→ **Source**:
========================
- Spark is an implementation of the MapReduce programming paradigm that operates on in-memory data and allows data reuses across multiple computations.
- Performance of Spark is significantly better than its predecessor, Hadoop MapReduce. 
- Spark's primary data abstraction is called a Resilient Distributed Dataset (RDD):
    - Read-only, partitioned collection of records
    - Created (aka written) through deterministic operations on data:
        - Loading from stable storage
        - Transforming from other RDDs
        - Generating through coarse-grained operations such as map, join, filter ...
    - Do not need to be materialized at all times and are recoverable via **data lineage**

## 1. Getting Started

Spark stores data in memory. This memory space is represented by the variable **sc** (SparkContext). 

In [None]:
import sys
import os

sys.path.insert(0, '/spark/python')
sys.path.insert(0, '/spark/python/lib/py4j-0.10.7-src.zip')

os.environ['SPARK_HOME'] = '/spark'

import pyspark
conf = pyspark.SparkConf()
conf.setMaster("spark://spark-master:7077")
conf.set("spark.driver.memory","1g")
conf.set("spark.executor.memory","1g")
conf.set("spark.num.executors","1")
conf.set("spark.executor.cores","1")

sc = pyspark.SparkContext(conf=conf)

In [None]:
sc

In [None]:
textFile = sc.textFile("/opt/spark-data/gutenberg-shakespeare.txt")
========================
→ **Written instruction A**:
Count the lines in the entries below that contain the string "wall", matching case exactly, and give only the number.

→ **Supplied data**:
========================
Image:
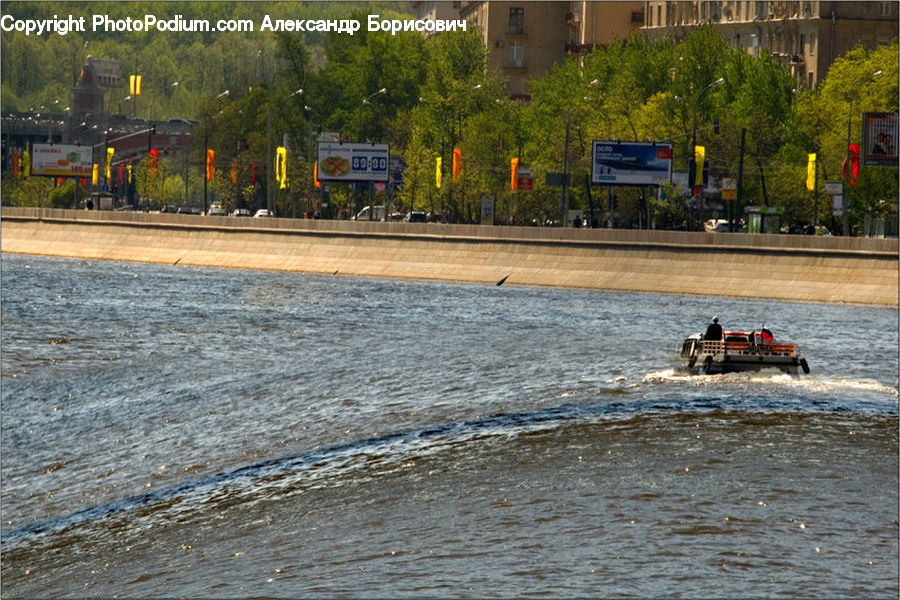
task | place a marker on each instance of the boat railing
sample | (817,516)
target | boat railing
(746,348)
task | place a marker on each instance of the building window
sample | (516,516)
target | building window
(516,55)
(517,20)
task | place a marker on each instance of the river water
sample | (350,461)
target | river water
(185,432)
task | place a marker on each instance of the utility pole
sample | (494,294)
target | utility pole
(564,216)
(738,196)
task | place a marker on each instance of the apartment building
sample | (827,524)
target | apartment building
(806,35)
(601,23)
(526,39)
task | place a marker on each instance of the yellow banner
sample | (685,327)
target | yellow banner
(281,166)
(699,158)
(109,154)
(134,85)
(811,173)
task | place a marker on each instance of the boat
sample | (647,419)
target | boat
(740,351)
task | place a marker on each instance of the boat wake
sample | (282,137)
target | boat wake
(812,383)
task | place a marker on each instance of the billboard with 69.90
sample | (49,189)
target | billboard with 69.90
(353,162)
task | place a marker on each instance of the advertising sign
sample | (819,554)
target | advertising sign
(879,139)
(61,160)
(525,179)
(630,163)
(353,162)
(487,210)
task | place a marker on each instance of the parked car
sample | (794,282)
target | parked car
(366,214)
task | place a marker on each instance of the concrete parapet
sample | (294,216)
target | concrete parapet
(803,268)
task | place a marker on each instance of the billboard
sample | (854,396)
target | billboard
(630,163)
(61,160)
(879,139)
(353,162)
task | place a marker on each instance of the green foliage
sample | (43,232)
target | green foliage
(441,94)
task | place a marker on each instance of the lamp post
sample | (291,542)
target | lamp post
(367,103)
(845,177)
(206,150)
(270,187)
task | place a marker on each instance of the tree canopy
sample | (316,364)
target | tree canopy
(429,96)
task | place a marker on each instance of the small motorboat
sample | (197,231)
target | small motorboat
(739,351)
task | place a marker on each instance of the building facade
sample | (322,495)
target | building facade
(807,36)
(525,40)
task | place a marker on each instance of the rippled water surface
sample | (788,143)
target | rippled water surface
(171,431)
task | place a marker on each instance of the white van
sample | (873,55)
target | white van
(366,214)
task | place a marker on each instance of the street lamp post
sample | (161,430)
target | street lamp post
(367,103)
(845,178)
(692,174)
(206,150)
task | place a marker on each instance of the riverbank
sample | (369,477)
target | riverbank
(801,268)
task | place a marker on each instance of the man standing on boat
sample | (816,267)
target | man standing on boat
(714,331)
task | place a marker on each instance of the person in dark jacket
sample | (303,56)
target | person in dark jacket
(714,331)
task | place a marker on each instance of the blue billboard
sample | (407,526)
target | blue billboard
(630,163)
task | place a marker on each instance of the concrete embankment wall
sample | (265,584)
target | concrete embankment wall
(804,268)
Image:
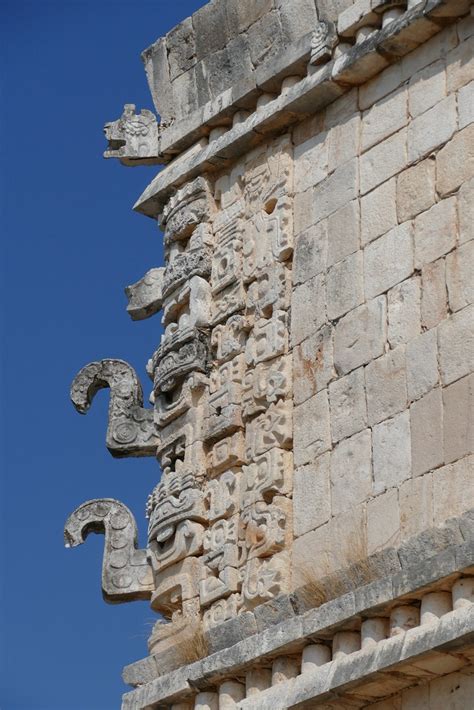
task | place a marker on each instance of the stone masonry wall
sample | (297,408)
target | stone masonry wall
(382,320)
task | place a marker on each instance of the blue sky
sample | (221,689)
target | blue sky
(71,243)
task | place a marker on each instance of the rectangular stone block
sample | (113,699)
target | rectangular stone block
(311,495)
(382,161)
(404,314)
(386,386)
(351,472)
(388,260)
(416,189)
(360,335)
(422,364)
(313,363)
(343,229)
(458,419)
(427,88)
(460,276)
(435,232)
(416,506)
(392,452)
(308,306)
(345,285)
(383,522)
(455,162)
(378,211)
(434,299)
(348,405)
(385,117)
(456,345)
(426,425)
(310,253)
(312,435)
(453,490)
========================
→ **Written instruction B**:
Extend the Spark tutorial above, picking up right after its final line.

→ **Expected answer A**:
4

→ **Expected answer B**:
In [None]:
print (textFile)

## 2. What does Spark do with my data?

**Storage Level:**
- Does RDD use disk?
- Does RDD use memory?
- Does RDD use off-heap memory?
- Should an RDD be serialized (while persisting)?
- How many replicas (default: 1) to use (can only be less than 40)?

In [None]:
textFile.getStorageLevel()

In [None]:
textFile.getNumPartitions()

In [None]:
textFile.cache()

In [None]:
textFile.getStorageLevel()

- By default, each transformed RDD may be recomputed each time you run an action on it.
- It is also possible to *persist* RDD in memory using *persist()* or *cache()*
    - *persist()* allows you to specify level of storage for RDD
    - *cache()* only persists RDD in memory
    - To retire RDD from memory, *unpersist()* is called

## 3. WordCount

Data operations in Spark are categorized into two groups, *transformation* and *action*. 
- A *transformation* creates new dataset from existing data. Examples of *transformation* include map, filter, reduceByKey, and sort. 
- An *action* returns a value to the driver program (aka memory space of this notebook) after running a computation on the data set. Examples of *action* include count, collect, reduce, and save. 

"All transformations in Spark are lazy, in that they do not compute their results right away. Instead, they just remember the transformations applied to some base dataset (e.g. a file). The transformations are only computed when an action requires a result to be returned to the driver program." -- Spark Documentation

#### RDD Operations in Spark

**Transformations: **

- *map*(f: T -> U) : RDD[T] -> RDD[U]
- *filter*(f: T -> Bool) : RDD[T] -> RDD[T]
- *flatMap*(f: T -> Seq[U]) : RDD[T] -> RDD[U]
- *sample*(*fraction*: Float) : RDD[T] -> RDD[T] (deterministic sampling)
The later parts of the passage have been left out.